The taxonomy of these viruses is still evolving rapidly, but is currently something like:

Group IV: (+)sense RNA Viruses

Family

Genus

Type Species

Hosts

Caliciviridae Lagovirus Rabbit haemorrhagic disease virus Vertebrates
Norovirus Norwalk virus Vertebrates
Sapovirus Sapporo virus Vertebrates
Vesivirus Swine vesicular exanthema virus Vertebrates

Calicivirus sequence database

Human caliciviruses (HCV) are still commonly identified by electron microscopy in faecal specimens from patients with diarrhoea, although serological assays are now becoming available (cannot be diagnosed on clinical grounds. These viruses cannot be cultured in vitro & there are no animal models available other than experimental transmission to human volunteers. These viruses are very widely distributed worldwide & infection is very common, especially in children - most adults appear to have been infected & may or may not be immune to reinfection. Calicivirus infection is associated with diarrhoea or vomiting lasting 1-4 days (incubation period 1-2 days). The most frequent source of infection appears to be contaminated food/beverages - may cause up to 90% of food-related gastroenteritis outbreaks. Treatment: supportive only (rehydration). To view an electron micrograph of calicivirus particles, click here. The cup-like depressions which give this family of viruses their name are just visible if you observe the perimeter of these negatively stained particles.

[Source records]
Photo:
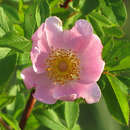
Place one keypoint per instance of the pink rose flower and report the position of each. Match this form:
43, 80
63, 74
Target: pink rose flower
65, 64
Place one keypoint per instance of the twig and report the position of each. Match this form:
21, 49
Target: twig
65, 4
4, 124
27, 111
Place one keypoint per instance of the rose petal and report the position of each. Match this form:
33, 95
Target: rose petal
73, 42
38, 34
39, 62
29, 77
92, 64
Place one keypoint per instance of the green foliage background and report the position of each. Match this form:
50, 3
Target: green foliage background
18, 21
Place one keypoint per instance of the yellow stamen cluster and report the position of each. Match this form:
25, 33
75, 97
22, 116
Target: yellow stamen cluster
62, 66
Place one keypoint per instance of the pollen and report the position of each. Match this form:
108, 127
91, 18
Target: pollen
63, 66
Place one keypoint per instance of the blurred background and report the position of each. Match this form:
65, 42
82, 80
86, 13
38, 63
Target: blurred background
97, 116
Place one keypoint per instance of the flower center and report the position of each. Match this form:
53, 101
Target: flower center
62, 66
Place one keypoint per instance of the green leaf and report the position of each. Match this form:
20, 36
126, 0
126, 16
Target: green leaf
10, 120
115, 11
71, 113
16, 42
4, 52
11, 12
24, 59
5, 99
104, 21
76, 127
2, 32
44, 9
124, 64
4, 20
7, 68
49, 119
86, 6
32, 123
113, 31
19, 105
119, 49
121, 93
30, 21
76, 3
112, 101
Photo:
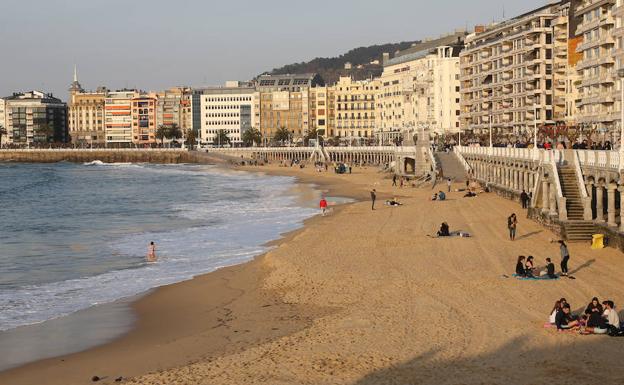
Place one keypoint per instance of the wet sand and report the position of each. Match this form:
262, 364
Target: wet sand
366, 297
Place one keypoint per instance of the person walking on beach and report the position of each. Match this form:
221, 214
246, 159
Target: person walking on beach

Exercise brief:
According to the calicivirus text, what is the incubation period of calicivirus infection?

Exercise result:
1-2 days.